*Dokumentauszug:*
╔══
Für die kommenden GCC-Versionen sind wieder einige Änderungen geplant. So soll ein neuer Vektorisierer automatisch den Inhalt von Schleifen auf Vektoroperationen verteilen (siehe Kasten "Optimierungenstechniken").

Fortran 95 wird wohl der nächsten Major-Version hinzugefügt werden. Einer der Gründe ist, dass die Entwickler den vorhandenen G77 nicht für die aktuellen Veränderungen im Bereich der Optimierungen umschreiben möchten. Vor allem Apple hat Interesse daran, eine weniger komplizierte Assembler-Syntax einzuführen. Sie soll dem Programmierer lästige Aufgaben abnehmen, beispielsweise "Register and Memory Clobber", die jeder Programmierer bislang selbst ermitteln musste.

Optimierungenstechniken

Moderne Compiler setzen eine ganze Menge Optimierungenstechniken ein. Wie sie wirken, lässt sich am besten anhand kleiner Codebeispiele nachvollziehen.

Peephole-Optimierungen

Sie kommen meist erst in einer späten Übersetzungsstufe zum Einsatz. Abhängig von der Architektur ersetzt der Compiler einzelne Instruktionen durch äquivalente Konstrukte, die der Prozessor in weniger Taktzyklen ausführt. Zum Beispiel ersetzt GCC die Multiplikation xá2 durch die Addition x+x oder das Initialisieren eines Registers durch eine Xor-Operation. Das Original in Maschinensprache setzt Register EBX auf null und enthält dazu einen Immediate-Wert, der ganze 4 Bytes groß ist:

movl  $0, %ebx

Die optimierte Variante berechnet den Xor-Wert des Registers mit sich selbst. Das ergibt ebenfalls null, allerdings muss die CPU dafür 4 Bytes weniger lesen:

xorl  %ebx, %ebx

Loop-Optimierungen

Diese wendet der Compiler auf einen Satz von Ausdrücken an, die eine Schleife ergeben, zum Beispiel For- und While-Schleifen in Hochsprachen. Loop-Optimierungen sind besonderes wichtig, da ein Programm typischerweise 90 Prozent seiner Ausführungszeit in 10 Prozent des Codes verbringt - im Inneren von Schleifen. Es gibt mehrere Optimierungstechniken für Schleifen, unter anderem Loop Unrolling, Loop Peeling und Loop Unswitching.
╚══
*Bereitgestelltes Material:*
╔══
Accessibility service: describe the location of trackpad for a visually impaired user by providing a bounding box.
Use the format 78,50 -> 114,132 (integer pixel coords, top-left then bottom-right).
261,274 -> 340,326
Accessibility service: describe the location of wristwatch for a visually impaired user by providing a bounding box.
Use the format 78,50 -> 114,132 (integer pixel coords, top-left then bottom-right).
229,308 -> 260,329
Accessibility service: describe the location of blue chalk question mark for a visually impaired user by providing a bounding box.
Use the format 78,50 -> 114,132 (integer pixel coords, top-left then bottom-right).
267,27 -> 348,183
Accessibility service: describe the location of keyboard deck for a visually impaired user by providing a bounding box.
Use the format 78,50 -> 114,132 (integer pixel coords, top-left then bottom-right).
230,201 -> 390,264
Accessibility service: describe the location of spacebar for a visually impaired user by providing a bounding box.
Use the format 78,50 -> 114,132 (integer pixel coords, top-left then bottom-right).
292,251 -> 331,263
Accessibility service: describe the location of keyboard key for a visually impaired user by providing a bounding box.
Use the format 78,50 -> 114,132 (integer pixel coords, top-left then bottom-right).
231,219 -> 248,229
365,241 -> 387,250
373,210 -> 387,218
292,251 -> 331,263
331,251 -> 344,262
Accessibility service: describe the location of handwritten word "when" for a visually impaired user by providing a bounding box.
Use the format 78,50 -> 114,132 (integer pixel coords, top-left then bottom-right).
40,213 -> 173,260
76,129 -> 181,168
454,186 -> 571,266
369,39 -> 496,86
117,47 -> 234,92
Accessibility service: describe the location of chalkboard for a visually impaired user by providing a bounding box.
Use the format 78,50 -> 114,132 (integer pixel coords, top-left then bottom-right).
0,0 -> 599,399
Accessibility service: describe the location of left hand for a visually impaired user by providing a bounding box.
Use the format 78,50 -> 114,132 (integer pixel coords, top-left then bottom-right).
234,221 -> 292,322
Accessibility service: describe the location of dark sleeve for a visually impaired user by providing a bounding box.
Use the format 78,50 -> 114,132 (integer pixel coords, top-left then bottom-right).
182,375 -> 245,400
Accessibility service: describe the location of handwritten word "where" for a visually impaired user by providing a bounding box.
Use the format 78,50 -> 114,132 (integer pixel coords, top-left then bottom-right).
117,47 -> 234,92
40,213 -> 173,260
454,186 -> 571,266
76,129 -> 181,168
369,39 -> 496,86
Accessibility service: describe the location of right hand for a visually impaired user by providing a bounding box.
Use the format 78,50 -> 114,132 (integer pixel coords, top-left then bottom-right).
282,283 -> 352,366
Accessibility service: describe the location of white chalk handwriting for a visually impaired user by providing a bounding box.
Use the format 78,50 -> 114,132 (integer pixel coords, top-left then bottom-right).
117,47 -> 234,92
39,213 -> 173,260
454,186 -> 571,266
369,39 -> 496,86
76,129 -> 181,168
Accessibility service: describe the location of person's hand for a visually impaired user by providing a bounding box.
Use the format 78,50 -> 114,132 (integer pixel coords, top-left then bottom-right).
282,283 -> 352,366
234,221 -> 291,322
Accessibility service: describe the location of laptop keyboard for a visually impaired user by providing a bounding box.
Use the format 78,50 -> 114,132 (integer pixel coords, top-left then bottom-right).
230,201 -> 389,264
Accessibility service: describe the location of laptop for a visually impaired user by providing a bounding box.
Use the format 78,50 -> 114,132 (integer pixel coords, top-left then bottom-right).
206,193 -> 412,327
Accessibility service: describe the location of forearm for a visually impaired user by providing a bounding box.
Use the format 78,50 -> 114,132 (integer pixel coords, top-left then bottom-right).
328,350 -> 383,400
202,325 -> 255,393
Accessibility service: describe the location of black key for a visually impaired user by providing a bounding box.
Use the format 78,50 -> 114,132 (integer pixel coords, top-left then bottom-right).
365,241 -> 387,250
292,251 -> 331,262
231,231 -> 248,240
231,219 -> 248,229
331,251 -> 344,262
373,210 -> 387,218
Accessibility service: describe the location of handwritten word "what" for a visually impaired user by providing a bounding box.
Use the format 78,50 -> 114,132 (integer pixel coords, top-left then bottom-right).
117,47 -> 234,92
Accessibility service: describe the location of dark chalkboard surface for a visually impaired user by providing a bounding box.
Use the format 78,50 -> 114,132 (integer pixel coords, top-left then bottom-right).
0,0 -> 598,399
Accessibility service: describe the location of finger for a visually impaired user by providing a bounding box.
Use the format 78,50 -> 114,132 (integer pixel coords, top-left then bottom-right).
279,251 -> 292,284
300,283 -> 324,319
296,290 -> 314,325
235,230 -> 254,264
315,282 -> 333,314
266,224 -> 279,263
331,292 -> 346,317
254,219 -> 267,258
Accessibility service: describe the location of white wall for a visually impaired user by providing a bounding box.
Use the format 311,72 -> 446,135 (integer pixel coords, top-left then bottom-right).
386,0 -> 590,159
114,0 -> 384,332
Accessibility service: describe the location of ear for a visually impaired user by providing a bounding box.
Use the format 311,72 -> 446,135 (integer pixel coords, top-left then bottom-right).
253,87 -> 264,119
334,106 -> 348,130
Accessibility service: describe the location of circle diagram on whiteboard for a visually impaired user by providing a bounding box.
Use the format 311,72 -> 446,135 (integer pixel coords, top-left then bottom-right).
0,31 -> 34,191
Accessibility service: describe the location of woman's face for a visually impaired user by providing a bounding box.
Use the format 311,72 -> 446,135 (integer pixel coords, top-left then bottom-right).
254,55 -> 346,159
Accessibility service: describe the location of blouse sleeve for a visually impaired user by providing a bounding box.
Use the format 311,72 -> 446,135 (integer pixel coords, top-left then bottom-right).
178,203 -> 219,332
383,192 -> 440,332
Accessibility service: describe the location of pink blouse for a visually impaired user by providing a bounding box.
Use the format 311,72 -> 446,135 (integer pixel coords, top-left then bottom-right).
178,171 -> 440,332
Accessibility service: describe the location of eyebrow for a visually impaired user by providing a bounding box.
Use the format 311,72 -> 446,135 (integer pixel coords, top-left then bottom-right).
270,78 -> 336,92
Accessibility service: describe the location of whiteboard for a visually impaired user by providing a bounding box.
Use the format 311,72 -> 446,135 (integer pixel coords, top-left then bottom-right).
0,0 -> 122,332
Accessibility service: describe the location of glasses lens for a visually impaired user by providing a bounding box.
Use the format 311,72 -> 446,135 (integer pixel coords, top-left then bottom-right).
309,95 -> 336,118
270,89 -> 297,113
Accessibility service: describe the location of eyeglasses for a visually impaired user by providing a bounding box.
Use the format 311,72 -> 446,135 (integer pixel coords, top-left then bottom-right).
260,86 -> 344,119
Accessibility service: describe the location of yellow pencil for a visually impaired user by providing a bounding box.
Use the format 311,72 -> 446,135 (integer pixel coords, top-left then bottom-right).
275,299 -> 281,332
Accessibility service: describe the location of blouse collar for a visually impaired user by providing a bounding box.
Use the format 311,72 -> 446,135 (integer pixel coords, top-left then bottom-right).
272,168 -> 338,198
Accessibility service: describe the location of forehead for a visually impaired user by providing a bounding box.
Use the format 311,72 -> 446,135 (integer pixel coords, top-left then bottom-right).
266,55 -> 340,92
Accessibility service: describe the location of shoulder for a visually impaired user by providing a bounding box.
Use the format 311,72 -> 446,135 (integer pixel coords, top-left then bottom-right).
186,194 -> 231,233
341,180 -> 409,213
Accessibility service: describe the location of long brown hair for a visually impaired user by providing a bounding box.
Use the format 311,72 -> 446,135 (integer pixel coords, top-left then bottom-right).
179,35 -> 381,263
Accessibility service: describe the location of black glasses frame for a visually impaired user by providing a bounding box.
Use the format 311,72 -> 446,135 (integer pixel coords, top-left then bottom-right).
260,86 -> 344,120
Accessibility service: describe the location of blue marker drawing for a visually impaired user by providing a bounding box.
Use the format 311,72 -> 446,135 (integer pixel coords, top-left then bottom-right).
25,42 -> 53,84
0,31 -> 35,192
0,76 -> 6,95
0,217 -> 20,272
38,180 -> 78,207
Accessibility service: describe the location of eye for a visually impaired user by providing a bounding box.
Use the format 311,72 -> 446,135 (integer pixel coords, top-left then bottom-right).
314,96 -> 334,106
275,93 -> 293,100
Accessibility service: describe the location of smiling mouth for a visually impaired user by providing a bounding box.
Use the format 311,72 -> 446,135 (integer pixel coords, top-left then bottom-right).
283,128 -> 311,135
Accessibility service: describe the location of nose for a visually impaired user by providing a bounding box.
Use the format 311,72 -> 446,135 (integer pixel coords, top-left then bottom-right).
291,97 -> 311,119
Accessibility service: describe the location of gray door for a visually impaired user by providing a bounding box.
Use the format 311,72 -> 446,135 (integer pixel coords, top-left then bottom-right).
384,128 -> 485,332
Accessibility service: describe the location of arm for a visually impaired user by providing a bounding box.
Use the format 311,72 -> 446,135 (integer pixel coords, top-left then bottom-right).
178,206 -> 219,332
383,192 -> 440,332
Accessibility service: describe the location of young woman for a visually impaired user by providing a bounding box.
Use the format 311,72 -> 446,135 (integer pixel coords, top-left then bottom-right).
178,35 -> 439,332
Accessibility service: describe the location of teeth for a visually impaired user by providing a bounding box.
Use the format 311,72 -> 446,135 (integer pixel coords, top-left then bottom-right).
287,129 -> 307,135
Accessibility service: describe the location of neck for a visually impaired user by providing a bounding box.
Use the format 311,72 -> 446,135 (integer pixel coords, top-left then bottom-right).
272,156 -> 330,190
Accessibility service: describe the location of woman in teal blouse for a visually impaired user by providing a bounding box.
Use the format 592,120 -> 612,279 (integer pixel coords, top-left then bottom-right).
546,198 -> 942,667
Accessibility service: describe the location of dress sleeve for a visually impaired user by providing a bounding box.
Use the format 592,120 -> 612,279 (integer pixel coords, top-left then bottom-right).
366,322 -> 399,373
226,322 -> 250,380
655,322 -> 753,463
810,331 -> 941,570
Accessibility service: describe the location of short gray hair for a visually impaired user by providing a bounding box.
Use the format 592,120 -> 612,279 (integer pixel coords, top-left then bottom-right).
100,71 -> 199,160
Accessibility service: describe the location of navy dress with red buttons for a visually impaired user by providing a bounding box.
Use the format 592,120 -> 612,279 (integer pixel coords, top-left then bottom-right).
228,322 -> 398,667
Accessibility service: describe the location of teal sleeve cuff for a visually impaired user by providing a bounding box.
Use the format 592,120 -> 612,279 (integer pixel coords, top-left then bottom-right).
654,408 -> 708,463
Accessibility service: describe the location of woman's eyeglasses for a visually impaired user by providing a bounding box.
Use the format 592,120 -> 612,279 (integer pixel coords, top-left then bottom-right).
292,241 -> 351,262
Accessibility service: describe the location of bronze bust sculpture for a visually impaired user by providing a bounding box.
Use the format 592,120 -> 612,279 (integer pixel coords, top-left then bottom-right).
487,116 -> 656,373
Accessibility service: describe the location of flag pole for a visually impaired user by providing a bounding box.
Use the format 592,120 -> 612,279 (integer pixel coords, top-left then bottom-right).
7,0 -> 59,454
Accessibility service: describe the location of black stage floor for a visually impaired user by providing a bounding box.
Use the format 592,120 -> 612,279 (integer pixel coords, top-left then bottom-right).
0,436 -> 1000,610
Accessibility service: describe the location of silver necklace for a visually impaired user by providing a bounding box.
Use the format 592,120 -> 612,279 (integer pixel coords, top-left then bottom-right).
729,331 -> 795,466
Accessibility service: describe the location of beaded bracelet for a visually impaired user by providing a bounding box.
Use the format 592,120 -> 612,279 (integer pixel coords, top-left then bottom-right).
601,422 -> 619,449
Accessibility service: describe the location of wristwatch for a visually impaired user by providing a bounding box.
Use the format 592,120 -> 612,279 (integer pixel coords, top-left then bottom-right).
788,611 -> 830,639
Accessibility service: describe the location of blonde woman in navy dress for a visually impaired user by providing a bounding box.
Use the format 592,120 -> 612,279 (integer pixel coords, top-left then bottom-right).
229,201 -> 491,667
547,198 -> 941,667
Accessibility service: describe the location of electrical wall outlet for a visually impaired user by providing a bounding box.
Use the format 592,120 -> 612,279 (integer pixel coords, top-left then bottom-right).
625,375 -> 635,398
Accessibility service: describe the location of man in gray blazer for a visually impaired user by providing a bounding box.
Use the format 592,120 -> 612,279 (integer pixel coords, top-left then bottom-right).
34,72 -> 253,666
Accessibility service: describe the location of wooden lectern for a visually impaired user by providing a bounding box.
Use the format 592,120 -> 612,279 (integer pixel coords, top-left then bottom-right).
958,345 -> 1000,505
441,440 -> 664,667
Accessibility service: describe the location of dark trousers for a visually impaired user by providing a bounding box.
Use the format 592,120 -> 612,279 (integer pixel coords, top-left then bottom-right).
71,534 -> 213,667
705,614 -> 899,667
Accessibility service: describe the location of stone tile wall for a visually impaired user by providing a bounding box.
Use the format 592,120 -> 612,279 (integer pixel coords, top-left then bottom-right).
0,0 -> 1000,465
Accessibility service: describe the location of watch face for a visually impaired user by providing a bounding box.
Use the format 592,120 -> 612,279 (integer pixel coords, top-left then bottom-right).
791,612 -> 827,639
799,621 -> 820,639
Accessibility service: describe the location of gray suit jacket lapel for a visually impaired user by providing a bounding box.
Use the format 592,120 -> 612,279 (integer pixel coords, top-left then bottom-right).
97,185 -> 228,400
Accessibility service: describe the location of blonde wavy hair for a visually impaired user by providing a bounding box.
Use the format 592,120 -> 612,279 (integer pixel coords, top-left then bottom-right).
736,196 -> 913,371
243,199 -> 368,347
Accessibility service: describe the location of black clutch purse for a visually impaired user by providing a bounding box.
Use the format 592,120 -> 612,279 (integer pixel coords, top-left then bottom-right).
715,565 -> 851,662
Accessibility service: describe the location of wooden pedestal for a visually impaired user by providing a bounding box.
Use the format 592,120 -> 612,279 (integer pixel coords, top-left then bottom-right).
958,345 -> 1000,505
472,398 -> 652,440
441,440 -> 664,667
╚══
*Ziel der Aufgabe:*
Fasse den Absatz im Dokumentauszug, der mit „Diese wendet der Compiler“ beginnt, als kurze Stichpunktliste zusammen und behalte dabei seine wesentlichen Fakten bei.

*Lösung:*
- Der Compiler wendet Loop-Optimierungen auf Ausdrücke an, die eine Schleife bilden, etwa For- und While-Schleifen in Hochsprachen.
- Sie sind besonders wichtig, weil ein Programm typischerweise 90 Prozent seiner Ausführungszeit in 10 Prozent des Codes verbringt, nämlich im Inneren von Schleifen.
- Zu den Techniken gehören unter anderem Loop Unrolling, Loop Peeling und Loop Unswitching.